Excerpts of Georgia laws pertaining to malpractice
There are other components of Georgia tort reform related to procedural matters that are not covered here.
§ 51-1-27. Recovery for medical malpractice authorized
A person professing to practice surgery or the administering of medicine for compensation must bring to the exercise of his profession a reasonable degree of care and skill. Any injury resulting from a want of such care and skill shall be a tort for which a recovery may be had.
§ 9-3-70. "Action for medical malpractice" defined
As used in this article, the term "action for medical malpractice" means any claim for damages resulting from the death of or injury to any person arising out of:
(1) Health, medical, dental, or surgical service, diagnosis, prescription, treatment, or care rendered by a person authorized by law to perform such service or by any person acting under the supervision and control of the lawfully authorized person; or
(2) Care or service rendered by any public or private hospital, nursing home, clinic, hospital authority, facility, or institution, or by any officer, agent, or employee thereof acting within the scope of his employment.
§ 9-3-71. General limitation
(a) Except as otherwise provided in this article, an action for medical malpractice shall be brought within two years after the date on which an injury or death arising from a negligent or wrongful act or omission occurred.
(b) Notwithstanding subsection (a) of this Code section, in no event may an action for medical malpractice be brought more than five years after the date on which the negligent or wrongful act or omission occurred.

Point localization data:
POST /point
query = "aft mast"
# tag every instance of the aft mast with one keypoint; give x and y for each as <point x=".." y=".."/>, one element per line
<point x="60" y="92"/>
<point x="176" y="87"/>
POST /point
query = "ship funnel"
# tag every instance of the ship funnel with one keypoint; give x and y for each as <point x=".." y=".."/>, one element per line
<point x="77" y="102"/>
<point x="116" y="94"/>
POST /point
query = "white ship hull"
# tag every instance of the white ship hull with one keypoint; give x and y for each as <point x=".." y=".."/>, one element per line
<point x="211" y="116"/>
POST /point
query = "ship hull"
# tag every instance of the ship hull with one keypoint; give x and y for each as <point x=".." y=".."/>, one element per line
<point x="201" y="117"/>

...

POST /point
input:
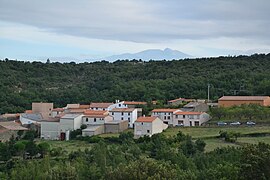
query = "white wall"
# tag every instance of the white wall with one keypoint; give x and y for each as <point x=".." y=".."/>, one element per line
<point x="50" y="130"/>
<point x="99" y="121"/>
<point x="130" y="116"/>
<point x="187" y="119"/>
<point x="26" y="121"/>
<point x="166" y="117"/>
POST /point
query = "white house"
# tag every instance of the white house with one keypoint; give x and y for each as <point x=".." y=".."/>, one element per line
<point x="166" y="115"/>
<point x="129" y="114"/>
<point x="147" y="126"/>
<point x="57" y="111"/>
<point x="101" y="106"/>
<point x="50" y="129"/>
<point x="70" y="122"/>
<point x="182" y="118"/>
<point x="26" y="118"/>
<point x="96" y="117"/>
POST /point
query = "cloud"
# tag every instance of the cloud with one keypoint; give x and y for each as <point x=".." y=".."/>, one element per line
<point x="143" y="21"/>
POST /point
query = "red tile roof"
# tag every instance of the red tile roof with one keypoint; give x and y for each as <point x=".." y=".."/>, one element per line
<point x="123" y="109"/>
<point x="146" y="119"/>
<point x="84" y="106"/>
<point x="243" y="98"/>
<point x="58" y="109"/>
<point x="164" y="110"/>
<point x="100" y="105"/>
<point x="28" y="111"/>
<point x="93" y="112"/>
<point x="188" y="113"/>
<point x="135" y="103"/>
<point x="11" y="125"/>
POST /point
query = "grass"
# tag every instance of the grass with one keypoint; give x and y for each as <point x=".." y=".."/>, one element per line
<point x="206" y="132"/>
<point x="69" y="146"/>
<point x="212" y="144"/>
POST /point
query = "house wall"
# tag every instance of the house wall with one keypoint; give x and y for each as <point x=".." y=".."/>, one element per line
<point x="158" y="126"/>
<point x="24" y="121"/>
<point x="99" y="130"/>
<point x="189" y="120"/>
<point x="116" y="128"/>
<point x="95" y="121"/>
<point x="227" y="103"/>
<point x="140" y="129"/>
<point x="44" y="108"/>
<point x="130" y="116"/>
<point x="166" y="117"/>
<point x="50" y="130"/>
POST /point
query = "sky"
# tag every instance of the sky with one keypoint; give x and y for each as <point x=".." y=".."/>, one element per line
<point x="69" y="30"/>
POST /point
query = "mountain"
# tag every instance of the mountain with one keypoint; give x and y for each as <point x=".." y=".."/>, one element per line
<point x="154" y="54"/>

...

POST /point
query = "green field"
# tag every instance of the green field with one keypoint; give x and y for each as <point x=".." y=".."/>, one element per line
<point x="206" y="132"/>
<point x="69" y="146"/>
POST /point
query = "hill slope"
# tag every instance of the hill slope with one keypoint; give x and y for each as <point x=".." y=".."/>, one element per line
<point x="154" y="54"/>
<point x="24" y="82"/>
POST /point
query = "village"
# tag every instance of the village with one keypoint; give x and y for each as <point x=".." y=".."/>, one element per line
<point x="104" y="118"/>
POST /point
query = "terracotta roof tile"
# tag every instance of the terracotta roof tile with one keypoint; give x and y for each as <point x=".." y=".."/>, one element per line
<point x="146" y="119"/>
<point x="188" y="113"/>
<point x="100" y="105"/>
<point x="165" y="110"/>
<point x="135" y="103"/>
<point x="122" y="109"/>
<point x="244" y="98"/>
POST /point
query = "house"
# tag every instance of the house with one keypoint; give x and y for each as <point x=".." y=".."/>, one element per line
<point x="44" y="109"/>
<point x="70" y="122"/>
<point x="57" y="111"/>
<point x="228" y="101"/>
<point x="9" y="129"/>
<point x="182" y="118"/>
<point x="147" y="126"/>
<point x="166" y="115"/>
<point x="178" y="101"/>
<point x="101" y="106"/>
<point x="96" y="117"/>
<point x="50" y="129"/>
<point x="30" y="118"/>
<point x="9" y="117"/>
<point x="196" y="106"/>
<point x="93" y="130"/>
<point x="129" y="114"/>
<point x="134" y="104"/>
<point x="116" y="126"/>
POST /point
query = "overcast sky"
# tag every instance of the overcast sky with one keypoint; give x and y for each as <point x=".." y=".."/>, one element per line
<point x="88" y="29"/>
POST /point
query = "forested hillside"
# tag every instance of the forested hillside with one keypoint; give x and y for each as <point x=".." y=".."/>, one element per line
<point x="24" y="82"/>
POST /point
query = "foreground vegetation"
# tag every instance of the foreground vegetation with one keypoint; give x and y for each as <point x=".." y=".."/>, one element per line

EXERCISE DETAILS:
According to the Georgia malpractice law excerpts, within how many years after the injury or death must an action for medical malpractice generally be brought? Answer from the text alone.

WRITTEN REPLY:
Within two years after the date on which the injury or death occurred.